[Start SUPPLIED DATA]

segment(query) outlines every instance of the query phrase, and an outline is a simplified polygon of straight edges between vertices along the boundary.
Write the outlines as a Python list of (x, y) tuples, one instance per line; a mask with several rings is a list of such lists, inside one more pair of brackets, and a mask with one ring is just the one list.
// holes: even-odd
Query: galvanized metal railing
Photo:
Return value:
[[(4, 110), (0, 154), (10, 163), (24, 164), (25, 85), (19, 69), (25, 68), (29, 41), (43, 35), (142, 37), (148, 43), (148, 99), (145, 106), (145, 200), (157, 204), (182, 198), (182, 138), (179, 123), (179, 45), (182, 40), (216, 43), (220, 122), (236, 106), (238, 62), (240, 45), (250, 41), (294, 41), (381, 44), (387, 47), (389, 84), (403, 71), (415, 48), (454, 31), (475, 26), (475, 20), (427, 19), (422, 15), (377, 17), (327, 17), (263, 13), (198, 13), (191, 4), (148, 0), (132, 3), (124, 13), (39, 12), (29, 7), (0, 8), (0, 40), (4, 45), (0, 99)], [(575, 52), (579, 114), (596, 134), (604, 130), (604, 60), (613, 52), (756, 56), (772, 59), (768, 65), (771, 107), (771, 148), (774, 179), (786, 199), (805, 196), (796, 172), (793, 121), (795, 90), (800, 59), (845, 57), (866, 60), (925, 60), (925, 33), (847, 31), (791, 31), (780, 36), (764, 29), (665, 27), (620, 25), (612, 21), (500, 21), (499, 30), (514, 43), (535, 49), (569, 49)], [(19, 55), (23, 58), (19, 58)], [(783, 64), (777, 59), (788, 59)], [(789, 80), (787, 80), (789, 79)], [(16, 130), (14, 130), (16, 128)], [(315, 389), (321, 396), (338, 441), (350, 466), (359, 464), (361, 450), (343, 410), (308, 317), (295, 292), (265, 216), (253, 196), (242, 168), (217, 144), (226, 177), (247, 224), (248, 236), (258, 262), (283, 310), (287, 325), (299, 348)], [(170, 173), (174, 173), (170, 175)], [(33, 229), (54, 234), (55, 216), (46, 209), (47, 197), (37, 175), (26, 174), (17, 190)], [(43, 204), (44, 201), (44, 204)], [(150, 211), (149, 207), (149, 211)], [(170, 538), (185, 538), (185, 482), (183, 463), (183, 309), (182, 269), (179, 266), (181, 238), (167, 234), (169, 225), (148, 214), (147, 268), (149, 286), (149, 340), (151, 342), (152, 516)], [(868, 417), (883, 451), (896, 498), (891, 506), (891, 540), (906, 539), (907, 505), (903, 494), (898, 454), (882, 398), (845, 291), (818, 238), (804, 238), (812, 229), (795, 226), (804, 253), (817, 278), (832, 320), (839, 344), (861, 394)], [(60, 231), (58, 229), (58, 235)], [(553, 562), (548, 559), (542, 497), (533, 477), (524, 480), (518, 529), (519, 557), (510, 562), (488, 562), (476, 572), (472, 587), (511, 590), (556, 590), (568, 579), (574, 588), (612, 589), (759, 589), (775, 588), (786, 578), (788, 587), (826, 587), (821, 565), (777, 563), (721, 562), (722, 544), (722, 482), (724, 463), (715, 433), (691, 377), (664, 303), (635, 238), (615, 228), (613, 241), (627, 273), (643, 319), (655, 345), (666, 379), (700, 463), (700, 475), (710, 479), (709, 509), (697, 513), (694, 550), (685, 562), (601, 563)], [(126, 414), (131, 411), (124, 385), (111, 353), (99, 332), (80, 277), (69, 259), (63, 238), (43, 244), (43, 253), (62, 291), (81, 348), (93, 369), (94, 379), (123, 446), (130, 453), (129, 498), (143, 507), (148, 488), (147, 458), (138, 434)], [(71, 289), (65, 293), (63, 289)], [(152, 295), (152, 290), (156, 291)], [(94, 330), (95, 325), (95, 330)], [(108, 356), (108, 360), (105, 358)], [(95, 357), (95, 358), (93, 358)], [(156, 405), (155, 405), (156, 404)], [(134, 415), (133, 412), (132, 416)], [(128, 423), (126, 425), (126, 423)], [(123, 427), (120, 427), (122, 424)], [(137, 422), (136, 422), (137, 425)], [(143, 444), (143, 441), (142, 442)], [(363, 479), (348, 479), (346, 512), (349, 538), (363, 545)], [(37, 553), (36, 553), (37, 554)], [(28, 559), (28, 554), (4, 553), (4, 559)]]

[End SUPPLIED DATA]

Hand back the material above in full, exactly as written.

segment(query) outlines every instance of the query phrase, and an outline is a simplified polygon of straight edges between vertices along the boundary.
Write the outlines as a Python list of (x, y) tuples, one instance per line; a mask with several rings is a list of such lists, inside one more pair of brackets, and a mask with one ring is just the one list.
// holes: even-odd
Query: galvanized metal railing
Photo:
Return value:
[[(4, 110), (0, 154), (10, 163), (24, 164), (25, 85), (19, 69), (25, 68), (29, 41), (43, 35), (142, 37), (148, 43), (148, 99), (145, 106), (145, 200), (157, 204), (182, 198), (182, 138), (179, 123), (179, 45), (182, 40), (216, 43), (220, 122), (236, 106), (238, 62), (240, 45), (250, 41), (294, 41), (381, 44), (387, 47), (389, 84), (403, 71), (415, 48), (454, 31), (475, 26), (475, 20), (427, 19), (422, 15), (377, 17), (327, 17), (263, 13), (198, 13), (191, 4), (148, 0), (132, 3), (124, 13), (39, 12), (29, 7), (0, 8), (0, 40), (4, 45), (0, 99)], [(575, 52), (579, 114), (596, 134), (604, 130), (604, 60), (613, 52), (756, 56), (772, 59), (768, 65), (771, 107), (771, 148), (774, 179), (786, 199), (805, 196), (796, 172), (793, 121), (795, 90), (800, 59), (845, 57), (866, 60), (925, 60), (925, 33), (847, 31), (791, 31), (780, 36), (764, 29), (665, 27), (620, 25), (612, 21), (500, 21), (499, 30), (514, 43), (535, 49), (569, 49)], [(19, 55), (23, 58), (19, 58)], [(783, 64), (777, 59), (788, 59)], [(789, 80), (787, 80), (789, 79)], [(16, 130), (14, 130), (16, 128)], [(315, 389), (321, 396), (338, 441), (350, 466), (359, 464), (361, 450), (343, 410), (308, 317), (295, 292), (265, 216), (253, 196), (242, 168), (217, 144), (226, 177), (247, 224), (248, 236), (258, 262), (283, 310), (287, 325), (299, 348)], [(170, 173), (174, 173), (170, 175)], [(33, 229), (54, 234), (55, 216), (46, 209), (47, 197), (37, 175), (26, 174), (17, 190)], [(43, 204), (44, 201), (44, 204)], [(150, 211), (149, 207), (149, 211)], [(170, 538), (185, 538), (185, 482), (183, 463), (183, 309), (182, 269), (179, 266), (181, 238), (167, 234), (169, 225), (148, 214), (147, 268), (149, 286), (149, 340), (151, 342), (152, 516)], [(868, 417), (883, 451), (896, 498), (891, 506), (891, 540), (906, 539), (907, 505), (903, 494), (898, 454), (882, 398), (845, 291), (818, 238), (804, 238), (812, 229), (795, 226), (804, 253), (817, 278), (832, 320), (839, 344), (861, 394)], [(60, 231), (58, 229), (58, 235)], [(553, 562), (548, 559), (542, 497), (533, 477), (524, 480), (518, 529), (519, 557), (510, 562), (488, 562), (476, 572), (472, 587), (511, 590), (556, 590), (568, 579), (574, 588), (612, 589), (759, 589), (775, 588), (786, 578), (788, 587), (826, 587), (821, 565), (777, 563), (721, 562), (722, 544), (722, 482), (724, 463), (715, 433), (691, 377), (664, 303), (635, 238), (615, 228), (613, 241), (627, 273), (643, 319), (655, 345), (666, 379), (700, 463), (700, 475), (710, 479), (709, 509), (697, 513), (694, 550), (685, 562), (601, 563)], [(126, 414), (131, 411), (124, 385), (111, 353), (99, 332), (80, 277), (69, 259), (63, 238), (43, 244), (43, 253), (62, 291), (81, 348), (93, 369), (94, 379), (123, 446), (130, 453), (129, 498), (143, 507), (148, 488), (147, 458), (138, 434)], [(71, 289), (65, 293), (63, 289)], [(152, 295), (152, 290), (156, 291)], [(94, 330), (95, 325), (95, 330)], [(108, 356), (108, 360), (105, 358)], [(95, 357), (95, 358), (93, 358)], [(156, 405), (155, 405), (156, 404)], [(134, 415), (133, 412), (132, 416)], [(128, 423), (126, 425), (126, 423)], [(123, 427), (120, 427), (122, 424)], [(137, 422), (136, 422), (137, 425)], [(143, 444), (143, 441), (142, 442)], [(363, 479), (348, 479), (346, 512), (349, 538), (363, 545)], [(37, 553), (36, 553), (37, 554)], [(28, 559), (28, 554), (4, 553), (4, 559)]]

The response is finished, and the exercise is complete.